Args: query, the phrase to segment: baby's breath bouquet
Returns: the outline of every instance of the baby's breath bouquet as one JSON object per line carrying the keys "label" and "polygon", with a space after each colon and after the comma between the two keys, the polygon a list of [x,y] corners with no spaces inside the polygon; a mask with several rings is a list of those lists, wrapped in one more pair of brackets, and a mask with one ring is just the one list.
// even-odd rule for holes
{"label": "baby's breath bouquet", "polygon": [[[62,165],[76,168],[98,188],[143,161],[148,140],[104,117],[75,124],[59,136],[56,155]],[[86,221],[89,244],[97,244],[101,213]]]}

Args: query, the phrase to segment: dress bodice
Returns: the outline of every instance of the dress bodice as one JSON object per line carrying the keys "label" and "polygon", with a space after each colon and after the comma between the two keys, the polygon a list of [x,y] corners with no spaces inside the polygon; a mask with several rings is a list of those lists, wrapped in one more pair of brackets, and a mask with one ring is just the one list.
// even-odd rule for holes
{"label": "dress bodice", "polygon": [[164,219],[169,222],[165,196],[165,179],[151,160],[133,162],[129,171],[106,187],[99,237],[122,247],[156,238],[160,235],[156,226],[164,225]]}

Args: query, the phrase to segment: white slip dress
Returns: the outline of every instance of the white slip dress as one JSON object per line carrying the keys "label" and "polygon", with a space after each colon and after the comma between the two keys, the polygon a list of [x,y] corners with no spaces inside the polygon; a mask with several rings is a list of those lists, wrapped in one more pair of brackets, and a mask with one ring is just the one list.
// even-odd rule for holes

##############################

Description of the task. Rewrite the lines above, replacing every occurrence of "phrase to segment" with "text to segment" and leaving everything else unchanged.

Response below.
Args: query, the text to segment: baby's breath bouquet
Returns: the outline of every instance of the baby's breath bouquet as one JSON object per line carrying the keys "label" and "polygon", with a space after each colon and after the comma between the two keys, the polygon a list of [x,y] corners with no spaces inside the polygon; a mask with several rings is a list of those lists, wrapped in one more pair of brackets, and a mask with one ring is just the one list.
// even-odd rule for holes
{"label": "baby's breath bouquet", "polygon": [[[62,165],[76,168],[98,188],[143,161],[148,140],[104,117],[75,124],[59,136],[56,155]],[[86,221],[89,244],[97,244],[101,213]]]}

Args: query, the text to segment: dress bodice
Returns: the outline of every instance of the dress bodice as one JSON object per line carrying the keys "label" and "polygon", with a space after each colon and after the comma between the two keys, the polygon a list of [x,y] corners with no spaces inside the polygon; a mask with several rings is a list of those lists, wrapped in one more pair of brackets, and a mask with one ring is just the one list.
// even-odd rule for holes
{"label": "dress bodice", "polygon": [[164,219],[169,222],[165,196],[165,179],[151,160],[133,162],[129,171],[106,187],[99,237],[122,247],[156,238],[160,235],[156,226],[164,225]]}

Args: query, the text to segment: white slip dress
Returns: the outline of every instance of the white slip dress as one JSON object per line carrying the keys "label" and "polygon", with a space after each colon and after the comma between the two keys, the polygon a list of [x,y] corners with no spaces inside the polygon; a mask with several rings is a list of those lists, wrapped in one more pair of brackets, and a mask with one ring is just the one list.
// even-odd rule for holes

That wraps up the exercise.